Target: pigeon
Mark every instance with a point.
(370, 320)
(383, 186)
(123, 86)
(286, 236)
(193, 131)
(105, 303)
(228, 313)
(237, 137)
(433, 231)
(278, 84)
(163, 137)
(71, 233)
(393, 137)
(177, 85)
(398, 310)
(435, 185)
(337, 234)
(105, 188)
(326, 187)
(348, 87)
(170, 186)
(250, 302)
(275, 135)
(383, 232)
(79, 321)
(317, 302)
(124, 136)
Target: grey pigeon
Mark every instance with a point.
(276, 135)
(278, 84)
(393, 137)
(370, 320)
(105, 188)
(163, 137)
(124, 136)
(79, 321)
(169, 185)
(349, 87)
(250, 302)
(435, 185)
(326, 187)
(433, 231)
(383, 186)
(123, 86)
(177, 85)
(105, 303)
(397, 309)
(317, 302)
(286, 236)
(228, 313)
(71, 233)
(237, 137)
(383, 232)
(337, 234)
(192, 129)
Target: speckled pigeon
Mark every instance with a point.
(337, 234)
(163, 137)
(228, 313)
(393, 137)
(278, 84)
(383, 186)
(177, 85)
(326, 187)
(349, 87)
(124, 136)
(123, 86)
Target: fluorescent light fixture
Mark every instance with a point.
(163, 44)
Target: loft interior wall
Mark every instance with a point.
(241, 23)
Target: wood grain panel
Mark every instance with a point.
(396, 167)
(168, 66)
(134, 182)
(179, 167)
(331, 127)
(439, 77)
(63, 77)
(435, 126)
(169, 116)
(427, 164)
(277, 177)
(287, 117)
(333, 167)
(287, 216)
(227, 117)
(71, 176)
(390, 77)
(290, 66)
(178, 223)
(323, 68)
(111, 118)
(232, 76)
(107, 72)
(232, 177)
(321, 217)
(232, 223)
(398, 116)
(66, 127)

The problem =>
Please filter the listing down to lines that include the word "Target".

Exercise result =>
Target: pigeon
Target: grey pigeon
Target: speckled pigeon
Target: fluorescent light fixture
Target: loft interior wall
Target: wood grain panel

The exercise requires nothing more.